● **Given instruction A**:
Among the entries, print the stretch from the line containing "in green jacket" through the line containing "[94,200,147,242]", both included, reproducing each line without changes.

● **Text block**:
◆ ◆ ◆ ◆ ◆ ◆ ◆
# Lost at sea



## Breeze46 (Oct 7, 2013)

Went out early on Pensacola Beach yesterday and had some luck, some good some bad! After one pompano and a couple of catfish I had just sat down after checking the baits and saw that my number 4 rod was not there. The sand spike was on the beach and the rod and reel nowhere in sight. I waded out and looked in the surf but no luck. If anyone finds a surf rod with a Penn 750 SS reel, you know where it came from. I don't think I had the drag set too hard, so I wonder what could have knocked it down and dragged it out so fast. Any ideas?


----------



## jcallaham (Dec 13, 2009)

sting ray. I've had that happen to me twice. grab another rod and start casting and walking down the beach in the direction of the current you will snag the line of the lost rod fairly quick.They don't go that far.


----------



## submariner (Oct 2, 2007)

sorry to hear that I agree a ray. Hope you get it back but >>>>>>>>>>>>>>>>


----------



## 69Viking (Oct 30, 2008)

Let me guess, PVC sand spike? Those don't hold near as well as the aluminum ones with a foot pad to push them deep into the sand. Bummer for sure.


----------



## Breeze46 (Oct 7, 2013)

69Viking said:


> Let me guess, PVC sand spike? Those don't hold near as well as the aluminum ones with a foot pad to push them deep into the sand. Bummer for sure.


Yep, PVC. Where could one get an aluminum one?


----------



## Sailor50 (Nov 8, 2007)

Has happened to me twice. First time looked up and saw it skipping the waves out to sea. Next time it happened I ran after it and was able to jump on it. Started cranking it in but line broke, never saw what it was. Just last week I looked up from raking and pole laying in sand. Reeled it in and big ray. I try to remember to loosen my drag but learned the hard way


----------



## DANTheJDMan (Feb 5, 2015)
◆ ◆ ◆ ◆ ◆ ◆ ◆
● **Extracted records**:
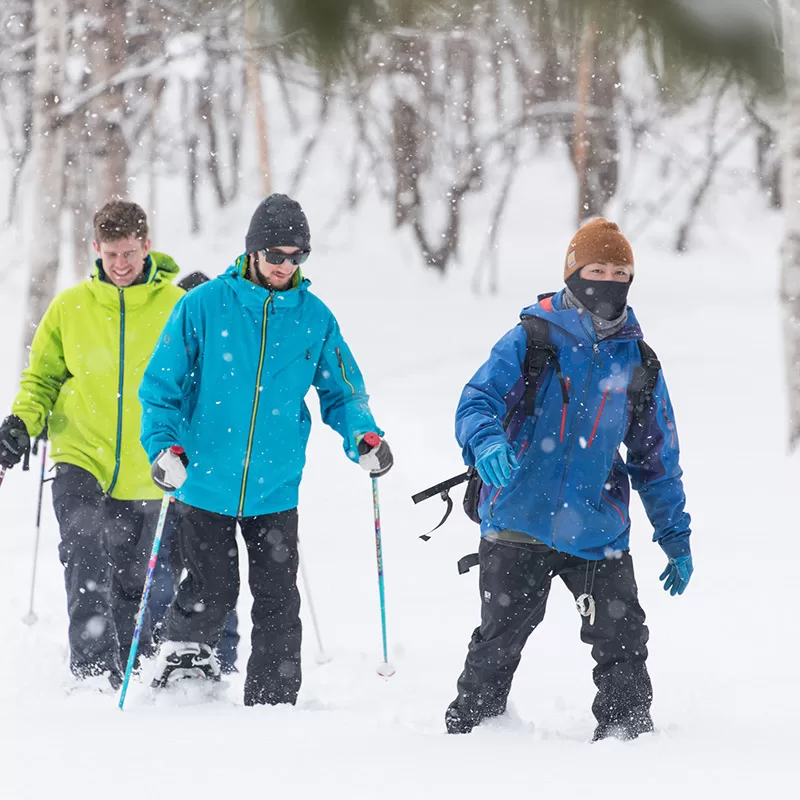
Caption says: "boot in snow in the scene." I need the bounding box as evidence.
[151,642,220,689]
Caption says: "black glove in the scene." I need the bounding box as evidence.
[0,414,31,469]
[358,433,394,478]
[150,445,189,492]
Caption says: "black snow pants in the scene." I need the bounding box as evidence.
[53,464,161,678]
[164,503,302,706]
[447,539,653,738]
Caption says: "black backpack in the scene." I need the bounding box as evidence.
[411,315,661,542]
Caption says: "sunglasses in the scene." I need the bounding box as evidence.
[259,250,311,267]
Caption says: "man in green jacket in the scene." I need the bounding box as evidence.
[0,200,183,688]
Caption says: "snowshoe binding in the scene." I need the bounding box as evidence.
[150,642,220,689]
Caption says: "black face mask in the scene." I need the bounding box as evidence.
[566,272,631,320]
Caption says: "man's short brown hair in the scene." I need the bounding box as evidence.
[94,200,147,242]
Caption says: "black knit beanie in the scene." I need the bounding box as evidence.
[245,194,311,253]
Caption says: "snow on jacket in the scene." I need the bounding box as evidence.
[12,253,184,500]
[139,256,382,517]
[456,292,690,559]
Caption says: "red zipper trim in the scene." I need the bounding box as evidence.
[600,494,625,524]
[586,389,608,447]
[558,377,570,442]
[661,397,675,447]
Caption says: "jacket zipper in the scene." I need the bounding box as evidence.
[336,347,356,394]
[600,492,625,525]
[586,389,608,447]
[558,378,572,442]
[553,342,600,549]
[236,292,273,519]
[661,397,675,447]
[489,439,530,517]
[107,289,125,495]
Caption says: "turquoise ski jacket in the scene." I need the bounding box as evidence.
[139,256,383,517]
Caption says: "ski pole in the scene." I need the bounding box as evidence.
[22,431,47,625]
[119,492,172,711]
[372,478,394,678]
[297,540,331,664]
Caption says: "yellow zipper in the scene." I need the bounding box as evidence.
[236,292,272,517]
[336,347,356,394]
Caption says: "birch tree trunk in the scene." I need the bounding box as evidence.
[86,0,128,205]
[23,0,67,361]
[781,0,800,449]
[244,2,272,197]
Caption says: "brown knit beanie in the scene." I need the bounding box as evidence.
[564,217,633,280]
◆ ◆ ◆ ◆ ◆ ◆ ◆
● **Given instruction B**:
Answer these from the forum thread about the lost surf rod:
(i) What reel was on the missing rod?
(ii) What material was Breeze46's sand spike made of?
(iii) According to jcallaham, in which direction should one walk down the beach while casting to find the lost rod?

● **Exercise answer A**:
Caption says: "man in green jacket in the scene." I need the bounding box as evidence.
[0,200,183,688]
Caption says: "snowshoe binding in the scene." I need the bounding box as evidence.
[150,642,220,689]
Caption says: "black face mask in the scene." I need the bounding box as evidence.
[566,272,631,320]
Caption says: "man's short brown hair in the scene." I need the bounding box as evidence.
[94,200,147,242]

● **Exercise answer B**:
(i) A Penn 750 SS reel.
(ii) PVC.
(iii) In the direction of the current.